Records to process »
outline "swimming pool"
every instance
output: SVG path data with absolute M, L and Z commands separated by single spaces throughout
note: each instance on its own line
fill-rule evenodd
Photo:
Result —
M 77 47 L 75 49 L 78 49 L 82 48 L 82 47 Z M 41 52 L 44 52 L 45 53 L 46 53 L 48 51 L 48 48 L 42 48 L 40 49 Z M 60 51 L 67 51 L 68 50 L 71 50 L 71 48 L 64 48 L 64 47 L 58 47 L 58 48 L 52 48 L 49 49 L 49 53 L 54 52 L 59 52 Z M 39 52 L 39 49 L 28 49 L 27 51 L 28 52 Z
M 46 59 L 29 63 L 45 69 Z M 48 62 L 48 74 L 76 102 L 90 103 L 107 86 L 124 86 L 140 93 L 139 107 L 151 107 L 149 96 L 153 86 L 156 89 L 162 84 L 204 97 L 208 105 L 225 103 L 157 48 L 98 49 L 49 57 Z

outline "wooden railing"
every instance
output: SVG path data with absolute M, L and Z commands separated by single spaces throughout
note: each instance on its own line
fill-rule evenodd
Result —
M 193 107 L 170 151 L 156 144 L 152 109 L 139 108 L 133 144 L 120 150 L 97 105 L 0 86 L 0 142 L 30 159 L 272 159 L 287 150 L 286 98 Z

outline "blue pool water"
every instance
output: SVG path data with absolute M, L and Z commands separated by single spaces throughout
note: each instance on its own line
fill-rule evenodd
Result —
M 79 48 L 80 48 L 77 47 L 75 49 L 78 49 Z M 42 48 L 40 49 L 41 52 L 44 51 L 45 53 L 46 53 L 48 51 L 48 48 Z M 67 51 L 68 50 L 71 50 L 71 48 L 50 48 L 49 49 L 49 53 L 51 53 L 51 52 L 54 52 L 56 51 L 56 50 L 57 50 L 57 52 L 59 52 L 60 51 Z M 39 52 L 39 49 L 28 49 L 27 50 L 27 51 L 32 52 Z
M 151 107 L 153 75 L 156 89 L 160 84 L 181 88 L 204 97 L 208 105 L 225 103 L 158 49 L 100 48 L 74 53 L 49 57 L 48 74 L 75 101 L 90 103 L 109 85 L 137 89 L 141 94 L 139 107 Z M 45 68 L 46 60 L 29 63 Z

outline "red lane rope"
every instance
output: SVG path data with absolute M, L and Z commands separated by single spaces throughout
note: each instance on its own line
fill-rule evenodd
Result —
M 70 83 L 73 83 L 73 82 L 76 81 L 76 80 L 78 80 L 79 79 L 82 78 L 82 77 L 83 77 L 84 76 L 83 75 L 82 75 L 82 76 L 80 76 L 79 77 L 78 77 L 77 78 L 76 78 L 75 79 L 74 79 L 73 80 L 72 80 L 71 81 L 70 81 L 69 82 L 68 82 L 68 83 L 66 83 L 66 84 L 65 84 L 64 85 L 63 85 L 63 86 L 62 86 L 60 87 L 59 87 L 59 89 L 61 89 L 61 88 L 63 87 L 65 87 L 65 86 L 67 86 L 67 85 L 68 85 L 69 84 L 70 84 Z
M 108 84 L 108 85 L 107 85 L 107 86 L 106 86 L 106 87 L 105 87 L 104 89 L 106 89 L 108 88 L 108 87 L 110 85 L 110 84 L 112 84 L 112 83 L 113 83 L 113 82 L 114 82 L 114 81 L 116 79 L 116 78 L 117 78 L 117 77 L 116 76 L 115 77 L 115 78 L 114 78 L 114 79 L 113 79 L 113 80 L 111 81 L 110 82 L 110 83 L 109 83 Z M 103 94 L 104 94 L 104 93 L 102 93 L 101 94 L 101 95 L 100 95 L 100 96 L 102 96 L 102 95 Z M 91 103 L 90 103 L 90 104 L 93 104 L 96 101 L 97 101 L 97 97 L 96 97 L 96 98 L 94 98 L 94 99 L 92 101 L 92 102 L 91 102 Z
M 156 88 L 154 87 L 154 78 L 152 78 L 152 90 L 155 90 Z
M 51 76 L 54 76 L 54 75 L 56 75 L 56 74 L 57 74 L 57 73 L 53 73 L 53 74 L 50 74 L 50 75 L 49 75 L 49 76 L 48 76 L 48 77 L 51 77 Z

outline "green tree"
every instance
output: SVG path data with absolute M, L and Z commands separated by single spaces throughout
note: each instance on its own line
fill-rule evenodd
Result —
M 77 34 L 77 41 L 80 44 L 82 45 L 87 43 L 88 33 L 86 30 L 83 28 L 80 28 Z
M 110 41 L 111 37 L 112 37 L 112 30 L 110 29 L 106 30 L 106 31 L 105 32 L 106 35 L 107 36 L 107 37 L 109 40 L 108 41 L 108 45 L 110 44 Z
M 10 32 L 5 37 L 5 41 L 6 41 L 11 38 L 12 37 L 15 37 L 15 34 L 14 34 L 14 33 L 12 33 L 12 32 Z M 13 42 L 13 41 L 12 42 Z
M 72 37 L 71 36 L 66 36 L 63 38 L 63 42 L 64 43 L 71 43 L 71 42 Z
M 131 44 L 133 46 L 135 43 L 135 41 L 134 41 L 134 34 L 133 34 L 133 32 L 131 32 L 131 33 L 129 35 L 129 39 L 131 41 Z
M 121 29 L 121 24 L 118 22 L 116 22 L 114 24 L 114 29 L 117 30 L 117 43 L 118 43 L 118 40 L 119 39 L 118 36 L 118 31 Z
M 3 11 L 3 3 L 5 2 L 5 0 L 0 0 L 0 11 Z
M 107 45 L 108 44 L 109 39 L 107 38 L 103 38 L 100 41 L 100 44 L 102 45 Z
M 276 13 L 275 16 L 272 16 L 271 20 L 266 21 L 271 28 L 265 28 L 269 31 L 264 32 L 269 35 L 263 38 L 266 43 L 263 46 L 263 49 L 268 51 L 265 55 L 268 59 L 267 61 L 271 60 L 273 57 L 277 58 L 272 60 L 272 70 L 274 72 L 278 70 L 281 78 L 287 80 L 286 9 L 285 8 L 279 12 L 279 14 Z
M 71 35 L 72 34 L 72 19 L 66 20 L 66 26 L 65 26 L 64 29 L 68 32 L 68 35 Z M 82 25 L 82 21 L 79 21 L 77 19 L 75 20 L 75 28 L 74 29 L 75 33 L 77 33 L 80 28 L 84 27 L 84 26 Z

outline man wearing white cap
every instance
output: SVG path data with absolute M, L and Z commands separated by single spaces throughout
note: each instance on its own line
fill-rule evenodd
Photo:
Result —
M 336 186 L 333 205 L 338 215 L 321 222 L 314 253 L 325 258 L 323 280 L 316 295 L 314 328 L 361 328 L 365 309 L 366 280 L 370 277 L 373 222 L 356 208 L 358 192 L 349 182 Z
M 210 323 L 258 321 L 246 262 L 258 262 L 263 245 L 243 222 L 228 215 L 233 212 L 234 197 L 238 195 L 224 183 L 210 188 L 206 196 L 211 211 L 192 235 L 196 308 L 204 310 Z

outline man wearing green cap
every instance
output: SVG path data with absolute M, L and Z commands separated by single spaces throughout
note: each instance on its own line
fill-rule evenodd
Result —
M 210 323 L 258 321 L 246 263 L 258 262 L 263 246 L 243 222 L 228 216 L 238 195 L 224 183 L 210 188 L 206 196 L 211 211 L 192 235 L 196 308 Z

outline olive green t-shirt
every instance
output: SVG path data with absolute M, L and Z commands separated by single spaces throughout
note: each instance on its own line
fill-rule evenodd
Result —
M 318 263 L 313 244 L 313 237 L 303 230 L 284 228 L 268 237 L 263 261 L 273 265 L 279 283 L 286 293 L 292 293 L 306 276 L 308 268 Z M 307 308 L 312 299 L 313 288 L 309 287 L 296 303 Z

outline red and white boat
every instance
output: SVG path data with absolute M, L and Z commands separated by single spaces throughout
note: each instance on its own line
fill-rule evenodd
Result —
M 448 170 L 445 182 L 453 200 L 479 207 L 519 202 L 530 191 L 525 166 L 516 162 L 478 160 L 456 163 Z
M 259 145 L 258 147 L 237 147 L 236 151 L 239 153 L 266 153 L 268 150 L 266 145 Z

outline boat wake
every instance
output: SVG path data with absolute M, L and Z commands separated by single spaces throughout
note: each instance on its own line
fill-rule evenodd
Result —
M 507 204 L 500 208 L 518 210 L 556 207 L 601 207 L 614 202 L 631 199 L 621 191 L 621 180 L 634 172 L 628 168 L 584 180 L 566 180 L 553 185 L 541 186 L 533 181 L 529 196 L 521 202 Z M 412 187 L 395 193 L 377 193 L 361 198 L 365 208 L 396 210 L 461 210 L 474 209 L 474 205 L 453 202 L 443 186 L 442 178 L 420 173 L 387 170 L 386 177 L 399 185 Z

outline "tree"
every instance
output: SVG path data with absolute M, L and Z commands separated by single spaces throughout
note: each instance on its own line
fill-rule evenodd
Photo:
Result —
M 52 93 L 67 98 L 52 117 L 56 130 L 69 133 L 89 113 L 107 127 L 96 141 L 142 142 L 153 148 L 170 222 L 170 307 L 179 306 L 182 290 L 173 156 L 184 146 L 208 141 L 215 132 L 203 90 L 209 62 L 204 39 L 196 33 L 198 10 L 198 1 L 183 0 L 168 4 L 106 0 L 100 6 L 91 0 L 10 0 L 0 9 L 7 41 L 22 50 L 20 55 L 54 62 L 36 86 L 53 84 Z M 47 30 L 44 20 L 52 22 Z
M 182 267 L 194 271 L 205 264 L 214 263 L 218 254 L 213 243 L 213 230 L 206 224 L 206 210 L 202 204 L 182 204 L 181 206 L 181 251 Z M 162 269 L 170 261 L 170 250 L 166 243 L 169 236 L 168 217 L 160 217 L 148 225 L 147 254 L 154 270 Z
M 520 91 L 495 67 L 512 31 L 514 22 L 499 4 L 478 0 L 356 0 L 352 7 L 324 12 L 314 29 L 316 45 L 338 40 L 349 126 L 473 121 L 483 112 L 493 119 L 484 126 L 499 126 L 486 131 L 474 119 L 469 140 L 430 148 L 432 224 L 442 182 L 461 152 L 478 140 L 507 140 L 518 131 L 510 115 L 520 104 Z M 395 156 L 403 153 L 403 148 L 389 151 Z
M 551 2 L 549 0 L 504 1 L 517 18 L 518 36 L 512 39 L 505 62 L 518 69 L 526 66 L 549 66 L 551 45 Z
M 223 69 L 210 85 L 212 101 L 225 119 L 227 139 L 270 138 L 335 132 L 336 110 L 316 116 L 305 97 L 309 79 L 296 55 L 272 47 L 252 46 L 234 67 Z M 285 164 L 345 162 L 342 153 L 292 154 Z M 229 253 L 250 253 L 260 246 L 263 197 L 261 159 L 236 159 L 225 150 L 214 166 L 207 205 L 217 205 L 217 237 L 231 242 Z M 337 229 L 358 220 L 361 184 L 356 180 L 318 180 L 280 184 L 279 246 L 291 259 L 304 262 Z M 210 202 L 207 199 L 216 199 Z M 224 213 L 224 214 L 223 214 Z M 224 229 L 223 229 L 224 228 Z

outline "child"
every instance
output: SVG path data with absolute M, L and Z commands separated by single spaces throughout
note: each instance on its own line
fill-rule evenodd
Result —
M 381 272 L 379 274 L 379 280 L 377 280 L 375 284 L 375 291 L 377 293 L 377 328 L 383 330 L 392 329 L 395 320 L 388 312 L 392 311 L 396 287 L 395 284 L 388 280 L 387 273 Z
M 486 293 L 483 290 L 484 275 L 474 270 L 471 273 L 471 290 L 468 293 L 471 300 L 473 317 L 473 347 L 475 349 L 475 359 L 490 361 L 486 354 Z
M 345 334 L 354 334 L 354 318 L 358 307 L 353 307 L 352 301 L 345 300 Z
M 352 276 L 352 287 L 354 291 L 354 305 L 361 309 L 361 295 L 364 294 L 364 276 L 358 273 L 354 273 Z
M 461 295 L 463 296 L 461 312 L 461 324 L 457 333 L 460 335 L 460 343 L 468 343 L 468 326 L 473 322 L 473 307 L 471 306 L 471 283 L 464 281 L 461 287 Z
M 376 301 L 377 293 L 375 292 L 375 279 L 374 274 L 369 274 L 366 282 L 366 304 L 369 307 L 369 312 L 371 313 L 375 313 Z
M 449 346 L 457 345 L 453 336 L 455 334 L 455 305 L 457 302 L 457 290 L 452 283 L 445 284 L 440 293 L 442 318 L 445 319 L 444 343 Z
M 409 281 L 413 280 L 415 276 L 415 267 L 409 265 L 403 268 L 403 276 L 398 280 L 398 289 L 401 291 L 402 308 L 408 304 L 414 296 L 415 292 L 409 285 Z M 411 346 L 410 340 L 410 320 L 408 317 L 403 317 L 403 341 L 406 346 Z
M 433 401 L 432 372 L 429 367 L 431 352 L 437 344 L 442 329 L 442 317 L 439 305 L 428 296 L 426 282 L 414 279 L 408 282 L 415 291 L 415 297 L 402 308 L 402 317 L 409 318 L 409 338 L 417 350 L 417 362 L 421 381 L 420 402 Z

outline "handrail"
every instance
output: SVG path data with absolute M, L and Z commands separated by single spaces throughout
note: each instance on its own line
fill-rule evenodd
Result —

Goal »
Reproduce everything from the line containing "outline red and white boat" down to the line containing "M 259 145 L", substituting "vessel" for "boat" and leaving all else unchanged.

Worked answer »
outline red and white vessel
every instance
output: SVG path data with absolute M, L and Z commands separated by single spaces throughout
note: each instance on its own line
fill-rule evenodd
Result —
M 448 170 L 445 182 L 453 200 L 479 207 L 519 202 L 530 191 L 525 166 L 516 162 L 478 160 L 456 163 Z
M 259 145 L 258 147 L 237 147 L 236 151 L 239 153 L 266 153 L 268 150 L 266 145 Z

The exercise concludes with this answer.